- **Instructions for the task**
The answer must be the full listing, retyped exactly.

───── Data records

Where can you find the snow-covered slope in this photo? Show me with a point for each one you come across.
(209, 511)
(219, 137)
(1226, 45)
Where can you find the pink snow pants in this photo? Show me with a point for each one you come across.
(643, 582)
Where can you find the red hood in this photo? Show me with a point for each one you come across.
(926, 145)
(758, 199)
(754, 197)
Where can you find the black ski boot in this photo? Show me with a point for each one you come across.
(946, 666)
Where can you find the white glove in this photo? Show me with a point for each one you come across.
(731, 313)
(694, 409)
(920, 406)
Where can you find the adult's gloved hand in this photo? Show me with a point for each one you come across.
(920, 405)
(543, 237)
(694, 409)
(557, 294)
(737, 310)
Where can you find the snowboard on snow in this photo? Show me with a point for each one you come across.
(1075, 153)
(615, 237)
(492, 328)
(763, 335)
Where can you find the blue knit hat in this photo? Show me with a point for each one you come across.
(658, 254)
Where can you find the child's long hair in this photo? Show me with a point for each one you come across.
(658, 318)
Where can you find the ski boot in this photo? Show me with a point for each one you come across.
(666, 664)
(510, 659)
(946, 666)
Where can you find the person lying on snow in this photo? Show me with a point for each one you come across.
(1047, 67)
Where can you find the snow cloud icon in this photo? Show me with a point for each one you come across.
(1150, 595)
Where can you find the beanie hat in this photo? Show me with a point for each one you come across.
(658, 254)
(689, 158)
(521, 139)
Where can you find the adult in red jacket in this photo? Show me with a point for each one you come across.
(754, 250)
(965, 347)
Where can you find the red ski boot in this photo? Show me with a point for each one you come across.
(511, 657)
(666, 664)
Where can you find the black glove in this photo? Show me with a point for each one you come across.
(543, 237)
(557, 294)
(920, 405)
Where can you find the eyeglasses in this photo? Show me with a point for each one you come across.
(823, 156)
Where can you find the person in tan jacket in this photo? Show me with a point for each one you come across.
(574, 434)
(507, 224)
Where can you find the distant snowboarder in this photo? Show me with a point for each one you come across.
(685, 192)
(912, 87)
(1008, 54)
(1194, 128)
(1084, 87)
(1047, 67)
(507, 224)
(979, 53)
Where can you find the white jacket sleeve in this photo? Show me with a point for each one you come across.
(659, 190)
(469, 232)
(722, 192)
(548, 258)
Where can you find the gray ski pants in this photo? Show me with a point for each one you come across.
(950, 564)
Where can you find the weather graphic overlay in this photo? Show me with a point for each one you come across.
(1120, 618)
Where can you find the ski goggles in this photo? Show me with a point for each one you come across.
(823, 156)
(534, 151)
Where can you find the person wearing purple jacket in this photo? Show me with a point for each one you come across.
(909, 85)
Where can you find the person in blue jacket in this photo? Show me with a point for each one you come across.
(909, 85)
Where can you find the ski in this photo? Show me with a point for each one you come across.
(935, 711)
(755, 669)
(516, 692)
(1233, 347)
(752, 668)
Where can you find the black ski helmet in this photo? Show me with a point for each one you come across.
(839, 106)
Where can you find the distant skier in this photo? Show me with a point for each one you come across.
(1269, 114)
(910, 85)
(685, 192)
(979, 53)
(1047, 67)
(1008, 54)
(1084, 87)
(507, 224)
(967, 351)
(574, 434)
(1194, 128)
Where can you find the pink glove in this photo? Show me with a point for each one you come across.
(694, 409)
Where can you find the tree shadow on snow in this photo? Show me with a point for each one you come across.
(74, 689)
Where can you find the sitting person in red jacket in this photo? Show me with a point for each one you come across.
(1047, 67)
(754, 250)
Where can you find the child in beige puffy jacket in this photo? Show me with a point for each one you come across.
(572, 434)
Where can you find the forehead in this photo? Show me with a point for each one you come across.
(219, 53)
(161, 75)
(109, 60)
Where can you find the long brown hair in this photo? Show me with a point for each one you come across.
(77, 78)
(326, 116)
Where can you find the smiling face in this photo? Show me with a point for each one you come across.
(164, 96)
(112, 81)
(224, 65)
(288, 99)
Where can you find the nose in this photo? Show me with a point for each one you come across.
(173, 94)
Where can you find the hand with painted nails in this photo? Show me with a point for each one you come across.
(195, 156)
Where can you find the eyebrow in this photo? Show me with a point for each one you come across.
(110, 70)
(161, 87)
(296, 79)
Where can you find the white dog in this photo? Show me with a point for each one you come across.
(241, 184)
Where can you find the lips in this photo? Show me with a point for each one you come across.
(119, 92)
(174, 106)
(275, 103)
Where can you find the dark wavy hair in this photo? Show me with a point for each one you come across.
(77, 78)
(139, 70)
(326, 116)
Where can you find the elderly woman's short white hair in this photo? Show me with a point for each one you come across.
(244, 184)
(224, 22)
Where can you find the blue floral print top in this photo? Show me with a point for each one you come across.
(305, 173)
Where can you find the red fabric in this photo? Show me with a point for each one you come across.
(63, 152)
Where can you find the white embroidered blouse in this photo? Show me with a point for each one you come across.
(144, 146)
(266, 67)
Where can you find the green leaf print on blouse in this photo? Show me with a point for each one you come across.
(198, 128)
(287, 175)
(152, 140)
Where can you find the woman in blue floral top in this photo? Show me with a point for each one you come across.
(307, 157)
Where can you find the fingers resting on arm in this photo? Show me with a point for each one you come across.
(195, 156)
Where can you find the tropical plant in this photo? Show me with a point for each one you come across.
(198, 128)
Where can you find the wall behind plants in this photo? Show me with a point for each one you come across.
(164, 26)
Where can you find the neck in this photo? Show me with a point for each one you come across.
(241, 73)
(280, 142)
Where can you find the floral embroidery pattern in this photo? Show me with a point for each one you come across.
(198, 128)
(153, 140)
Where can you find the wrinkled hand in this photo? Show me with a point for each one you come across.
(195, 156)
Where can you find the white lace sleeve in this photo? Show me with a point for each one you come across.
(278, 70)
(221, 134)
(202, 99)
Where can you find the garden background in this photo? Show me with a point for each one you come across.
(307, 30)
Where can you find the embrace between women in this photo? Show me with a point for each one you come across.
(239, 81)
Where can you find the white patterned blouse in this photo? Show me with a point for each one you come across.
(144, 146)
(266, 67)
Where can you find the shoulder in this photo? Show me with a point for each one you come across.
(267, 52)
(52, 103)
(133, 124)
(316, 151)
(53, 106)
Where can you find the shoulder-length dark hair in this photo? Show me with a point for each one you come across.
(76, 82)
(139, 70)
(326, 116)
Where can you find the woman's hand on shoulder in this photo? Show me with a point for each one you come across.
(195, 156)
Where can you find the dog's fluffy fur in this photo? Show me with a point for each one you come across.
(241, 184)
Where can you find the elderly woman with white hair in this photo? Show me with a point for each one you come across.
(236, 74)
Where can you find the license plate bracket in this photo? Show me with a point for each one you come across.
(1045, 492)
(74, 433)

──────────

- **Completed exercise**
Where can you find the snow-covered slope in this photo? Show me with a point for each one you come across.
(209, 511)
(219, 137)
(1226, 45)
Where can you find the pink snow pants in this photo? Show me with a point for each one you come across.
(643, 582)
Where can you find the red hood in this photo? Show me with a point for each one you come across.
(926, 145)
(758, 199)
(754, 197)
Where can you find the black ski boot in this photo? Show me with a point for each one you come across.
(946, 666)
Where can you find the white glove in this photo? Show me with a point for each one you come across.
(731, 313)
(694, 409)
(920, 406)
Where can you find the adult's gloved hand in this photo? Show me with a point for each one you come across.
(920, 405)
(543, 237)
(694, 409)
(557, 294)
(737, 310)
Where can you find the snowboard on snow in this photo? Show me with a point for each one you come across.
(1075, 153)
(615, 237)
(492, 328)
(763, 335)
Where can you find the blue knit hat in this photo? Show me with a point for each one you come across.
(658, 254)
Where can you find the child's long hair in this photo? Show me with a point for each one you come across.
(658, 318)
Where can you find the ski boot in this photo? Show me with a point for each one you come across.
(666, 664)
(510, 659)
(946, 666)
Where can you find the person lying on snow in this photo? Show me with a point for each one you come across.
(1047, 67)
Where can you find the snow cloud icon in this photo? Show me with a point for each one you come across.
(1150, 595)
Where can you find the beanie hat in this photo? Show me with a point for each one you come across.
(658, 254)
(689, 158)
(521, 139)
Where can you find the adult in red jacket in this photo? Show me with a point for each one you come across.
(754, 250)
(965, 347)
Where can you find the red ski boot in this photo? Show me with a point for each one you come across.
(511, 657)
(666, 664)
Where can you find the black glove in this photo? Show me with a point for each one you come across.
(543, 237)
(557, 294)
(920, 405)
Where can you find the eyeglasses in this photo? Show me with a point for each one you come across.
(823, 156)
Where can you find the person in tan jacket in this photo? Show me with a point for each one you come across.
(574, 434)
(507, 224)
Where can you find the distant snowboarder in this photo? Show me with a point for each one you come across.
(685, 192)
(912, 87)
(1008, 54)
(1194, 128)
(1084, 87)
(1047, 67)
(507, 224)
(979, 53)
Where can you find the white jacket sleeve in this photo? Show me with a point for each one you come across.
(659, 190)
(469, 232)
(722, 192)
(548, 258)
Where can you find the gray ski pants in this photo? Show me with a point for each one you come across.
(950, 564)
Where can you find the weather graphic overlay in this photo? Show me with a point for each one you come across.
(1120, 618)
Where can you find the ski goggles in this photo? Show me with a point for each one you come across.
(823, 156)
(534, 151)
Where can you find the person wearing purple jacket in this photo? Show me with a point for each one you come across.
(909, 85)
Where can you find the person in blue jacket in this photo? Show me with a point for each one you come across.
(909, 85)
Where can you find the ski in this photo? Show me with a point for each one you come across.
(935, 711)
(755, 669)
(516, 692)
(1233, 347)
(752, 668)
Where can you find the black ski helmet in this photo? Show me with a point for each one you come across.
(839, 106)
Where can you find the distant skier in this photo? Show me with a point for each one you come across.
(1269, 114)
(910, 85)
(685, 192)
(979, 53)
(1047, 67)
(1008, 54)
(1084, 87)
(507, 224)
(967, 351)
(574, 434)
(1194, 128)
Where can you find the pink glove in this photo? Show me with a point for each one you come across.
(694, 409)
Where can you find the tree shadow on snow in this photo? Show me with a point for each one you come across.
(74, 689)
Where can you find the sitting person in red jacket in this photo? Show me with a point for each one you come across.
(1047, 67)
(754, 250)
Where can you find the child in beige puffy jacket in this photo? Show me with a point for each one you come across.
(572, 434)
Where can you find the forehead in this photo? Show me with a point for each one you come across.
(219, 53)
(161, 75)
(109, 60)
Where can you find the long brown hair in this photo? Show me with a point for each one you come across.
(77, 78)
(326, 116)
Where can you find the smiling face in this photo? Show me with a point for each one you come across.
(164, 96)
(112, 81)
(224, 65)
(288, 99)
Where can you find the nose in this photo? Show me with a point for each one you come across.
(173, 94)
Where can you find the hand with painted nails in this photo? Show me with a point for each one you come across.
(195, 156)
Where can you find the eyebrow in this photo? Show me with a point for each one you come across.
(110, 70)
(161, 87)
(296, 79)
Where can you find the white dog in this photo? Show me with a point for each one you come across.
(241, 184)
Where can you find the lips in this photo? Show me with a point for each one you come across.
(119, 92)
(174, 106)
(275, 103)
Where can you find the dark wavy hair in this photo? Show me with a point for each one you come across.
(77, 78)
(139, 70)
(326, 116)
Where can you find the elderly woman's short white hair in this photo? Show me with a point for each one you come across.
(244, 184)
(224, 22)
Where can you find the blue floral print top in this photo? Show me with a point for each one you come across.
(305, 173)
Where can you find the red fabric in this photo? Show me with a point for each one you come across.
(63, 152)
Where can you find the white embroidered blouse in this photo? Show me with a point for each one you come across.
(144, 146)
(266, 67)
Where can you find the green leaf print on blouse in this photo? Show me with a point for each one you come across.
(198, 128)
(287, 175)
(152, 140)
Where can you find the woman in blue floral top in this photo? Show me with a point for each one you come across.
(307, 157)
Where can you find the fingers resting on arm in this photo? Show me with a point for each one you come across.
(195, 156)
Where can you find the tropical plant in this photo? Show me with a point for each one you come across.
(198, 128)
Where can you find the wall behind plants in this photo? Show me with a point for each one you come across.
(164, 26)
Where can you find the neck in this photo? Show me with a point for each one you come across.
(241, 73)
(280, 142)
Where can you find the floral embroidery pattern in this photo? Show me with a point for each one you come across.
(198, 128)
(153, 140)
Where can you find the wrinkled hand in this photo? Show me with a point for each one you come across.
(195, 156)
Where can you find the white lace sleeve in this photo? Show me with a point for each one you come across.
(278, 70)
(221, 134)
(202, 99)
Where can you find the garden background in this photo? Show me with a point for each one you come across.
(307, 30)
Where can you find the embrace between women in this photo? Show me with a point for each one you come across.
(239, 81)
Where can you find the white patterned blouse in this photo? Show me with a point for each one you come across.
(144, 146)
(266, 67)
Where can you find the shoulder in this photo? Show me with a point for each one you come across.
(267, 52)
(52, 103)
(133, 124)
(316, 151)
(53, 106)
Where can you find the shoulder-length dark hair in this photo? Show me with a point for each one you come across.
(76, 82)
(139, 70)
(326, 116)
Where can you find the woman's hand on shoulder in this photo? Show me with a point for each one you come across.
(195, 156)
Where can you find the dog's fluffy fur in this photo? Show me with a point for each one you come across.
(241, 184)
Where can you find the elderly woman with white hair in this photo? Show me with a point for each one you come across.
(236, 74)
Where can you find the license plate bracket in this photo? Show me with a point for each one you come across.
(1045, 492)
(74, 433)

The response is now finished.